§ WHAT TO DO
Give back exactly the first lines of the entries below, through the line with "249L782 250L835 279L857".
(EXCERPTED RECORDS)
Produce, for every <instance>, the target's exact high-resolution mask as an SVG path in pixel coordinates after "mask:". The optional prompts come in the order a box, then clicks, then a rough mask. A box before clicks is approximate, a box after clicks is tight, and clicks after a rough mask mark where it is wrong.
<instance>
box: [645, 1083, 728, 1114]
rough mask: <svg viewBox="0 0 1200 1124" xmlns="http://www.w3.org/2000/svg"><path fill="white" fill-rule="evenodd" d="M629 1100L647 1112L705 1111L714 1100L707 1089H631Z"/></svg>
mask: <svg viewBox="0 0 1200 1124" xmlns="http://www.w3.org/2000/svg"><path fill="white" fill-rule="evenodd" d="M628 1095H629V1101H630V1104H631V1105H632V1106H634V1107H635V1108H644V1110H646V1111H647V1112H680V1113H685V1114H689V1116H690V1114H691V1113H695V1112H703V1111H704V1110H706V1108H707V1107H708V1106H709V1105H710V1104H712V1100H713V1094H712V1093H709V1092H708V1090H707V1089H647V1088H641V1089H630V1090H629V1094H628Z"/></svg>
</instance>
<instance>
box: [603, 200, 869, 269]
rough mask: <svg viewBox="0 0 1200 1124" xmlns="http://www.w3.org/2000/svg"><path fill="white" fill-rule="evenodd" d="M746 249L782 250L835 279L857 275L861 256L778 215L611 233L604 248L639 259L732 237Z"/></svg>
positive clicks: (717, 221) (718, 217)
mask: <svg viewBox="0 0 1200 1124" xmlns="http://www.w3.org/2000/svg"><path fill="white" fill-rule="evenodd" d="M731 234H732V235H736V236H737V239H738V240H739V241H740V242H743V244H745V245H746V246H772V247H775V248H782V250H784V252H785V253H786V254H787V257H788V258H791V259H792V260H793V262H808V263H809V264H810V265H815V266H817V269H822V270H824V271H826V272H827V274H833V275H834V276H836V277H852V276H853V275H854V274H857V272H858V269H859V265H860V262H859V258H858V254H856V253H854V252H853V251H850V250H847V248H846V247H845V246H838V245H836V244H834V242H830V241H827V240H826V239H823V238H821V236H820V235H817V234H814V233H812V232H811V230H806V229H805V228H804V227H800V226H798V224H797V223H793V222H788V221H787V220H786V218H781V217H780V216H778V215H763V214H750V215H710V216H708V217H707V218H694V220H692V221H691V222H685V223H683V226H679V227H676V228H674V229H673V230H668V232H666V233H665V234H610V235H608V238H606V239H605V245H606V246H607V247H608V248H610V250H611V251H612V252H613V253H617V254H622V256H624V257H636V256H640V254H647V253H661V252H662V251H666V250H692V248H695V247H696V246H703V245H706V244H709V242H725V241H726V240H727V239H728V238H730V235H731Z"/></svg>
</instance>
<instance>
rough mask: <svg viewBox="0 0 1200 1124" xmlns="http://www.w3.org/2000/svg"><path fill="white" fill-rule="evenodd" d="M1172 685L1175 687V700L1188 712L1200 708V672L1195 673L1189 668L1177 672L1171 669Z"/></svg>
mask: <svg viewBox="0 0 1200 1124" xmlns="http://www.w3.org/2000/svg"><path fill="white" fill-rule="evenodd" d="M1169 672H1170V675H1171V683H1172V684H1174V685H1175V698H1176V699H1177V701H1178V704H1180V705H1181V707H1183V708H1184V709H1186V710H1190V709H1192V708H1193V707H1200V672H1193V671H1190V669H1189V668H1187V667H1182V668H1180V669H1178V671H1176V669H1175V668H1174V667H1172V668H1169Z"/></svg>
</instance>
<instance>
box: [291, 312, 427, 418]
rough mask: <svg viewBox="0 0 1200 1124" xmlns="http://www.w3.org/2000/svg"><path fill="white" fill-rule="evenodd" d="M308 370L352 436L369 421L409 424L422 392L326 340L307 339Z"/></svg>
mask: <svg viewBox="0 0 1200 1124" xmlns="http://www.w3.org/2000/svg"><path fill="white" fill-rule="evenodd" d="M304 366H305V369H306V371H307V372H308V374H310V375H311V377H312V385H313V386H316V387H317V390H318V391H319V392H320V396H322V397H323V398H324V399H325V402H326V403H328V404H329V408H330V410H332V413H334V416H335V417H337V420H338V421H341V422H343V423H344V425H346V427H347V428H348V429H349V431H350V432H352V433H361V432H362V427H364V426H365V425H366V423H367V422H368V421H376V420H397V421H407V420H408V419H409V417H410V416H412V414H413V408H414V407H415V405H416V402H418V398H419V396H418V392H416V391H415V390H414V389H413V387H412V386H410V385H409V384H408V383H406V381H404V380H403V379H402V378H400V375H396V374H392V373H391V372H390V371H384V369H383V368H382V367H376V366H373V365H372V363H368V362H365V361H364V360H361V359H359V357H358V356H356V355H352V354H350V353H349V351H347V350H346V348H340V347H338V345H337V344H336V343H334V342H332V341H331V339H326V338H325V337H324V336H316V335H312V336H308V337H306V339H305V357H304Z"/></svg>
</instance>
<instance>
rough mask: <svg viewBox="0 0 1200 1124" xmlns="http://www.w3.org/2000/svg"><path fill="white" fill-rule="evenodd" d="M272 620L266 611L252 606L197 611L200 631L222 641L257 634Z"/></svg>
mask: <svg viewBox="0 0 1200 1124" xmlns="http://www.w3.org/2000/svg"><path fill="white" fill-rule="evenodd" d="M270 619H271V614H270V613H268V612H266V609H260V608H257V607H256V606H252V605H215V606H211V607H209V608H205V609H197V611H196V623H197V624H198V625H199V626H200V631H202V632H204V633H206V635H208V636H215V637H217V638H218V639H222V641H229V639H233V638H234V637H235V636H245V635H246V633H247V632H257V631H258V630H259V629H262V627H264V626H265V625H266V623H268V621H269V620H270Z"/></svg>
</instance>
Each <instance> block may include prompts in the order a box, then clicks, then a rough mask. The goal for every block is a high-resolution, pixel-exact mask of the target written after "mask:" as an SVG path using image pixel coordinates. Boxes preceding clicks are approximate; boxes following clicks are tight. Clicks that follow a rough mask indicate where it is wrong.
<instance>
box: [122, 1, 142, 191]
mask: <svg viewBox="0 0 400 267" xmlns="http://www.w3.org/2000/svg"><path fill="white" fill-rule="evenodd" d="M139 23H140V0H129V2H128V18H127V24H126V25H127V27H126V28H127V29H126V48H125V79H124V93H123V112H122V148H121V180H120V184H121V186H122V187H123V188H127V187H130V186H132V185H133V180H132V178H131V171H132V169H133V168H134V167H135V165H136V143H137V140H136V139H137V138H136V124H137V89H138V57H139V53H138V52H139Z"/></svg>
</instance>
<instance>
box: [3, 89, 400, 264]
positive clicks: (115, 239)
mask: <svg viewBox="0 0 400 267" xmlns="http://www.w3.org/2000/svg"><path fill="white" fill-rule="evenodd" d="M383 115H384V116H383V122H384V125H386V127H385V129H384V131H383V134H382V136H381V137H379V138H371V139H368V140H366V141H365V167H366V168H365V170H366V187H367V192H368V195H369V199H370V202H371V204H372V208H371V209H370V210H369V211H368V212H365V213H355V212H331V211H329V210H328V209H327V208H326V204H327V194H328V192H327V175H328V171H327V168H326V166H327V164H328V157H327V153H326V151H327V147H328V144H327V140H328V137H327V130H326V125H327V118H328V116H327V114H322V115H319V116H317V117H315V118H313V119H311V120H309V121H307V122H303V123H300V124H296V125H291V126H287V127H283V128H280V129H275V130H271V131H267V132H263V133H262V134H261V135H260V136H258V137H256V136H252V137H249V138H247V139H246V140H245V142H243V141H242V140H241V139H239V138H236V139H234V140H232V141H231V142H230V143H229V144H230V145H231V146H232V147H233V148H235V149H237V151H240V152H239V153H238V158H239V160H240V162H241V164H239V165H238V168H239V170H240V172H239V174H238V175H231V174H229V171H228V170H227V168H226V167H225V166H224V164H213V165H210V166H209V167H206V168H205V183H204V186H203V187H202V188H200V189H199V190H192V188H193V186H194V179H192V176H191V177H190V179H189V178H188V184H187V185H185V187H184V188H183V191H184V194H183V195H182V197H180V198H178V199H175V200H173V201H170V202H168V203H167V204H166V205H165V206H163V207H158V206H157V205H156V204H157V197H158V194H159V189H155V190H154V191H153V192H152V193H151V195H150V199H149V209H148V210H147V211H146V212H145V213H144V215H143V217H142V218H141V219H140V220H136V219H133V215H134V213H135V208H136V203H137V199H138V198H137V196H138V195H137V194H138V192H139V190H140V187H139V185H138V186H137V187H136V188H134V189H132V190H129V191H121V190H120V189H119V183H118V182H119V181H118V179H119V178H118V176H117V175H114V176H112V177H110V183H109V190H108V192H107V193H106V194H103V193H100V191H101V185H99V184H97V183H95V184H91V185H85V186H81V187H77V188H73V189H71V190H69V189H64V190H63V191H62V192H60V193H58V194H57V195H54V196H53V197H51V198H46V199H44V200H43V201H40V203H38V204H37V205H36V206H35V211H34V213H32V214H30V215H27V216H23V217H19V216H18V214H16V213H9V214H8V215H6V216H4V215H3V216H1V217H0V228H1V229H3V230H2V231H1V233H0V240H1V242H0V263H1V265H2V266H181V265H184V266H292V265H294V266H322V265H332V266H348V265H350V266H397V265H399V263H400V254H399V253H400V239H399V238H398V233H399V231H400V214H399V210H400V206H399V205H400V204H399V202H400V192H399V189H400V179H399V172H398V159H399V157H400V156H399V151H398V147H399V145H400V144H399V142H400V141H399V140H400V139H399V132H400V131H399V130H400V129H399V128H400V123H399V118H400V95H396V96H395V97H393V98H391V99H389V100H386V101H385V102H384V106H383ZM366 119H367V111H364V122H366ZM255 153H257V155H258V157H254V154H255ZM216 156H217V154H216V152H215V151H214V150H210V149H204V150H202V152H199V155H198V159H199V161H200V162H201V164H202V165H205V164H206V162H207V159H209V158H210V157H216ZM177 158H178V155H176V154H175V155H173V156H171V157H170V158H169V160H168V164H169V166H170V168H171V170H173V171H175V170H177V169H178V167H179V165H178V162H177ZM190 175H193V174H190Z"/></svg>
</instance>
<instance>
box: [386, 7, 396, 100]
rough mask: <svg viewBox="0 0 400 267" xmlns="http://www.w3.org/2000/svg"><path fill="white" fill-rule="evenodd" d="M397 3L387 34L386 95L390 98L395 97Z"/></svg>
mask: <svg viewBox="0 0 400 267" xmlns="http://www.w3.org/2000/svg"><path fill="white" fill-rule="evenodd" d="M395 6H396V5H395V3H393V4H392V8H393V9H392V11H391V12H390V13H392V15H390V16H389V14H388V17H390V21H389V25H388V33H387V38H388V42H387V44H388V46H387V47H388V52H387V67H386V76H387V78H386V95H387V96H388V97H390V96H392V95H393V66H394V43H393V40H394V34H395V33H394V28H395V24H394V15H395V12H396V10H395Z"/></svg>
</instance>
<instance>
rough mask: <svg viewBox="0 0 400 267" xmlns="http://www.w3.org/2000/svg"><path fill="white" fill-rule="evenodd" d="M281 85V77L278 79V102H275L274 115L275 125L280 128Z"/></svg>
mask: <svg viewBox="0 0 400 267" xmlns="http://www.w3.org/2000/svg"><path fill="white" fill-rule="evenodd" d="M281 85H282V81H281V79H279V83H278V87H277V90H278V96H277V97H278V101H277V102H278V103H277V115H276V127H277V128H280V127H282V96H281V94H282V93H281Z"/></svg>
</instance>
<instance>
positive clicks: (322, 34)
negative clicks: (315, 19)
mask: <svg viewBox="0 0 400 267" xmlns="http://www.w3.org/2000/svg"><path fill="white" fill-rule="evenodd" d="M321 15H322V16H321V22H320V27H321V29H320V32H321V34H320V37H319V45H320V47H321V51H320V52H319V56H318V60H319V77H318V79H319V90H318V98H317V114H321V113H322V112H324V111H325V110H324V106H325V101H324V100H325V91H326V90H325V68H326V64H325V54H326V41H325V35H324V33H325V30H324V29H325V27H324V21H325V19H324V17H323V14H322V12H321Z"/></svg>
(End EXCERPTED RECORDS)
§ SOLVED PROBLEM
Produce, for every <instance>, the target's exact high-resolution mask as an SVG path in pixel coordinates after "mask:". The optional prompts come in the order a box, then clicks, then a rough mask. A box before clicks is approximate, a box after clicks is tight, and clicks after a rough mask mark where it is wrong.
<instance>
box: [645, 1083, 728, 1114]
rough mask: <svg viewBox="0 0 1200 1124" xmlns="http://www.w3.org/2000/svg"><path fill="white" fill-rule="evenodd" d="M629 1100L647 1112L705 1111L714 1100L707 1089H631Z"/></svg>
mask: <svg viewBox="0 0 1200 1124" xmlns="http://www.w3.org/2000/svg"><path fill="white" fill-rule="evenodd" d="M628 1095H629V1101H630V1104H631V1105H632V1106H634V1107H635V1108H644V1110H646V1111H647V1112H680V1113H685V1114H689V1116H690V1114H691V1113H695V1112H703V1111H704V1110H706V1108H707V1107H708V1106H709V1105H710V1104H712V1100H713V1094H712V1093H709V1092H708V1090H707V1089H647V1088H641V1089H630V1090H629V1094H628Z"/></svg>
</instance>
<instance>
box: [603, 200, 869, 269]
rough mask: <svg viewBox="0 0 1200 1124" xmlns="http://www.w3.org/2000/svg"><path fill="white" fill-rule="evenodd" d="M746 249L782 250L835 279L857 275L861 256L778 215L611 233L604 248L639 259L732 237Z"/></svg>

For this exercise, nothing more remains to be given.